───── The input

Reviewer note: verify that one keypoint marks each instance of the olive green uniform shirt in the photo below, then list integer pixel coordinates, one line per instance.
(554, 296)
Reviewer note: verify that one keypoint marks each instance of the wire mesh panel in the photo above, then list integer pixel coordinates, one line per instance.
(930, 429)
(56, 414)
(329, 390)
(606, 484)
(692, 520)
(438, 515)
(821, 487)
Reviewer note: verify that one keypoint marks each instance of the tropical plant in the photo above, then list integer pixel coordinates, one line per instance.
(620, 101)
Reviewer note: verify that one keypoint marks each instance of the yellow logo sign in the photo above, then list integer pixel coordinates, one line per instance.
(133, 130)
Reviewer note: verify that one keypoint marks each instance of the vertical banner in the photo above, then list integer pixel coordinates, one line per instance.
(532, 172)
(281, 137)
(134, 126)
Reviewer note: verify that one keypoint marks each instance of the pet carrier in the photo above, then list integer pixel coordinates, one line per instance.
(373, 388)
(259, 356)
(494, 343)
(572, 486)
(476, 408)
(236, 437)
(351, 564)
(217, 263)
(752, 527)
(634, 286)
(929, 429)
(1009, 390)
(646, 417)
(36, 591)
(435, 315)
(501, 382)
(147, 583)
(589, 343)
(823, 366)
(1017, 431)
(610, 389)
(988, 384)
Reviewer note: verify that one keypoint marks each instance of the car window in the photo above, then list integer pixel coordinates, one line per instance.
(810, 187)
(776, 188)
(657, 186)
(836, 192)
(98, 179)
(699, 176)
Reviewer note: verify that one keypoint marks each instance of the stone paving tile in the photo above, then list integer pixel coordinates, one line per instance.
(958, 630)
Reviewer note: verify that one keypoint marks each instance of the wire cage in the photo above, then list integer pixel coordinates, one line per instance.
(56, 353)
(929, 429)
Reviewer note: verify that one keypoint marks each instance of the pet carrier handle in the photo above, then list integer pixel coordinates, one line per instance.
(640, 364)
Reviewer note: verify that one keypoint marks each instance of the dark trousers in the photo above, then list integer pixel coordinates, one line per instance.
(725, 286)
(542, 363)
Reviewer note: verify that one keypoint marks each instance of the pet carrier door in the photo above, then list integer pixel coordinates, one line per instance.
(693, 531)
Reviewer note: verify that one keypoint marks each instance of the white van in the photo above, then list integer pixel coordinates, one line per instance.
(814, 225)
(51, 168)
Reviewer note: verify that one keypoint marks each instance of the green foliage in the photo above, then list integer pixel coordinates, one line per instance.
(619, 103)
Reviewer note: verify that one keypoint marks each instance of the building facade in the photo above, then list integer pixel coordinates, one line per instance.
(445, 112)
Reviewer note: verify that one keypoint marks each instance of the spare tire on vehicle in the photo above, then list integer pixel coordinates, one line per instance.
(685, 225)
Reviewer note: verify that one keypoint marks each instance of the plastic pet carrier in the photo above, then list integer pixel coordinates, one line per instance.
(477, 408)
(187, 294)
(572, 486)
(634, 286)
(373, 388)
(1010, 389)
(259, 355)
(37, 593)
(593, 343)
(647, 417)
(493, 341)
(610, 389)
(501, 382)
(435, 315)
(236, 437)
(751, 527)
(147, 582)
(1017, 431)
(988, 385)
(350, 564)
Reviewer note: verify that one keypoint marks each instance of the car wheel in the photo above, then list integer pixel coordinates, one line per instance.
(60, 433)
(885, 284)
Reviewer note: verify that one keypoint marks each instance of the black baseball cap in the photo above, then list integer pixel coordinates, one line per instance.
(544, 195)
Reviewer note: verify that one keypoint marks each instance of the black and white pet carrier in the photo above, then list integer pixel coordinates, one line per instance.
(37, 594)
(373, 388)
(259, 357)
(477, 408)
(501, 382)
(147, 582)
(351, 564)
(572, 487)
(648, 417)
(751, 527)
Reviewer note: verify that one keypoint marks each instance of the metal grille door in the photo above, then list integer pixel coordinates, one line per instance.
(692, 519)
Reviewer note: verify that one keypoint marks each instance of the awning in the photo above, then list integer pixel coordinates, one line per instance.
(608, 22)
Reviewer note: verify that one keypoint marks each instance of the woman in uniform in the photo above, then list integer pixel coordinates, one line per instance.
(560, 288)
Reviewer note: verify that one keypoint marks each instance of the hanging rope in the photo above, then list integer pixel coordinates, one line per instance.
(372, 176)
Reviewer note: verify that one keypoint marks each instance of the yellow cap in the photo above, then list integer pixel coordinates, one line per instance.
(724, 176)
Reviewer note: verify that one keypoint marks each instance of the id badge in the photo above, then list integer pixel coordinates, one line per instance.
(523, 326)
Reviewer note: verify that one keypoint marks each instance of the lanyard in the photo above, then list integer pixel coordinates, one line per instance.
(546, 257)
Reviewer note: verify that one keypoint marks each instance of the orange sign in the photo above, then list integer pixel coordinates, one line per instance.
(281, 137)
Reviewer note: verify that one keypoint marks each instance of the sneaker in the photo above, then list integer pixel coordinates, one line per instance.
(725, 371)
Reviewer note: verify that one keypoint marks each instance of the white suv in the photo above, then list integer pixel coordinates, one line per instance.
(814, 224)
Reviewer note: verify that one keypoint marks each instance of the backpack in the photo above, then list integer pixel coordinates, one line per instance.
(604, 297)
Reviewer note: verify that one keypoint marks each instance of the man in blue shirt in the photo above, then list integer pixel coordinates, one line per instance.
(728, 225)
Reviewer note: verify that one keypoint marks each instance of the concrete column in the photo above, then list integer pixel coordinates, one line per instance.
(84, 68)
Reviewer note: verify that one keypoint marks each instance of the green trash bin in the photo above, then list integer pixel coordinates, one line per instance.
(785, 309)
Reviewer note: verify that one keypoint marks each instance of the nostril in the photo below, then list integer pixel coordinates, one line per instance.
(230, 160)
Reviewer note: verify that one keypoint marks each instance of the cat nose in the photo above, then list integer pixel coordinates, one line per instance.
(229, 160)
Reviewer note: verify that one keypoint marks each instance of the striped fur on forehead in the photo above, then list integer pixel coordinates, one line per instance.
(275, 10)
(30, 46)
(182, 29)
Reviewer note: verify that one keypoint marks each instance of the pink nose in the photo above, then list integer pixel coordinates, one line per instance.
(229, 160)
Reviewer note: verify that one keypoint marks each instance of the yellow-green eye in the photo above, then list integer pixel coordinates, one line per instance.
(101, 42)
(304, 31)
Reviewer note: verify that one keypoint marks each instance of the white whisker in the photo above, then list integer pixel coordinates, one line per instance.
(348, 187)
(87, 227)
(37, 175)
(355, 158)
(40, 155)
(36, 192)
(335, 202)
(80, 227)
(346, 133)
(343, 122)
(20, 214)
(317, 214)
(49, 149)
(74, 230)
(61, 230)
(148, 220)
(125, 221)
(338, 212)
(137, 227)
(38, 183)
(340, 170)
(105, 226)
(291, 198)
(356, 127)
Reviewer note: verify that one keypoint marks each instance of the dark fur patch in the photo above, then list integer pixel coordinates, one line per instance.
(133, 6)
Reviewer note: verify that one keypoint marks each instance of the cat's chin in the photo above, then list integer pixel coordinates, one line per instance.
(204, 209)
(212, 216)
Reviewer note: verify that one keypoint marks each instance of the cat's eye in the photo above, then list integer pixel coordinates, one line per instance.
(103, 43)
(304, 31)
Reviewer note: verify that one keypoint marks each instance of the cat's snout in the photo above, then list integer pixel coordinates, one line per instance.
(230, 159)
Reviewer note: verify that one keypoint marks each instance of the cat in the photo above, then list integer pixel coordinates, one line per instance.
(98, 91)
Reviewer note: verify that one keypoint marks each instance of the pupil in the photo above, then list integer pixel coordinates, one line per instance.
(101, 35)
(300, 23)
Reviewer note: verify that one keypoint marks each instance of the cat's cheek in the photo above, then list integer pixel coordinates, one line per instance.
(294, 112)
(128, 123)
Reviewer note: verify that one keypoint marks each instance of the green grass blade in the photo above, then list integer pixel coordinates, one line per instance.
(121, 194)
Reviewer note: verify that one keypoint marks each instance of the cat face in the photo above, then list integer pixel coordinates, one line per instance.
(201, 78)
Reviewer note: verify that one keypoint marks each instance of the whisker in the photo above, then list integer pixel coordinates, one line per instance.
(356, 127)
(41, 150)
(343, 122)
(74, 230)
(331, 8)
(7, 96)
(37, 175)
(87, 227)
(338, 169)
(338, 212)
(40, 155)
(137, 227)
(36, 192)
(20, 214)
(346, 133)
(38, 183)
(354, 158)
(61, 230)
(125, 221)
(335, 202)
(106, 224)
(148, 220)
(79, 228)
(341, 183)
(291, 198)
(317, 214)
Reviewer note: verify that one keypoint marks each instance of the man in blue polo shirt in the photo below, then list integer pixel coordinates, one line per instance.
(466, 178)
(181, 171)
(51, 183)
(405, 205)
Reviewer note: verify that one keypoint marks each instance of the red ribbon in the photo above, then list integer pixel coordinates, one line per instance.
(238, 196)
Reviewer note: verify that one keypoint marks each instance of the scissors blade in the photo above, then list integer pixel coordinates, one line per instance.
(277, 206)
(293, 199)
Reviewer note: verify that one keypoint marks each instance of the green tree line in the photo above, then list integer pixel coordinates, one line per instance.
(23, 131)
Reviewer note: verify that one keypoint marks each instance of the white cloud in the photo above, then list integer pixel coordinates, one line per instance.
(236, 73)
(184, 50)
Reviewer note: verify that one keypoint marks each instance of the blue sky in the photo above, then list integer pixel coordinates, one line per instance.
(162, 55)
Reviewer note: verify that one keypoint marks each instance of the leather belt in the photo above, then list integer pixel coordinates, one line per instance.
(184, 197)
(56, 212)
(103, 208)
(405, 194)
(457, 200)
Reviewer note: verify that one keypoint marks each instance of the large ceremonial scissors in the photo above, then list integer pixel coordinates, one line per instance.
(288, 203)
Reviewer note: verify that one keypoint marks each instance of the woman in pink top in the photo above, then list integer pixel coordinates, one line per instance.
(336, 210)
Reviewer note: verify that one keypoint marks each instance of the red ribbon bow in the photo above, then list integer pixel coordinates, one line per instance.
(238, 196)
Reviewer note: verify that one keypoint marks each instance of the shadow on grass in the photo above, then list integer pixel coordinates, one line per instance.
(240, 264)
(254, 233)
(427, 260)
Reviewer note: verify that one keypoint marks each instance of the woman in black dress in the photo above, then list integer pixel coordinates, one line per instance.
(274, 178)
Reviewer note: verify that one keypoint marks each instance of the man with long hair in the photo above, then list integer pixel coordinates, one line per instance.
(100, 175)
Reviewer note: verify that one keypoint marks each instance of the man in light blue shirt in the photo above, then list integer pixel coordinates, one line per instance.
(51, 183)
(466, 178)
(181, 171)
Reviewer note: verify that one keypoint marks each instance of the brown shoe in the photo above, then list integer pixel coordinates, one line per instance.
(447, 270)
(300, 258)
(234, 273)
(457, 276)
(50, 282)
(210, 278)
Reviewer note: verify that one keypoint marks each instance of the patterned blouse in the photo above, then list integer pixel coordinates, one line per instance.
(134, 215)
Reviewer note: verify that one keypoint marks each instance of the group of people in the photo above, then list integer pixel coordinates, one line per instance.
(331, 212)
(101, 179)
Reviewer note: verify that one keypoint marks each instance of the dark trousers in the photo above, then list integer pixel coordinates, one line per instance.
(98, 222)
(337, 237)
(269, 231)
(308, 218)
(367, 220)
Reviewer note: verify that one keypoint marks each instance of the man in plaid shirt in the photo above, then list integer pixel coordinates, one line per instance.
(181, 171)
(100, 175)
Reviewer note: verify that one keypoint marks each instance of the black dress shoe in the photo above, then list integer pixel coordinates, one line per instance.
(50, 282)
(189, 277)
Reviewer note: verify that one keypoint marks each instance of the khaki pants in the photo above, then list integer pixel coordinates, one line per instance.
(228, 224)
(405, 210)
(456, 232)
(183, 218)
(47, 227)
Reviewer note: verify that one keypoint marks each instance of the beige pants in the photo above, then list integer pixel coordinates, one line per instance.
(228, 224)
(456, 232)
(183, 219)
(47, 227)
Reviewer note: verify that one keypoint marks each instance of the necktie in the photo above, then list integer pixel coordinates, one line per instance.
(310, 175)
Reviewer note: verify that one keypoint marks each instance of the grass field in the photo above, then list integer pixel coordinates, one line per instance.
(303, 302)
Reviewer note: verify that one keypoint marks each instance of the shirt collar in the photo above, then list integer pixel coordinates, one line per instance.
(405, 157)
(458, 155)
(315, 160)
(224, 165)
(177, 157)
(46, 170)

──────────

## To do
Beginning with the line that holds "of the shirt", please return every line through the end of the data, exactly as written.

## Task response
Reviewer note: verify that one keypoint marks each instance of the shirt collar in the photo above, then list integer pixel coordinates, one line per instance.
(405, 157)
(458, 155)
(315, 160)
(224, 165)
(177, 157)
(46, 170)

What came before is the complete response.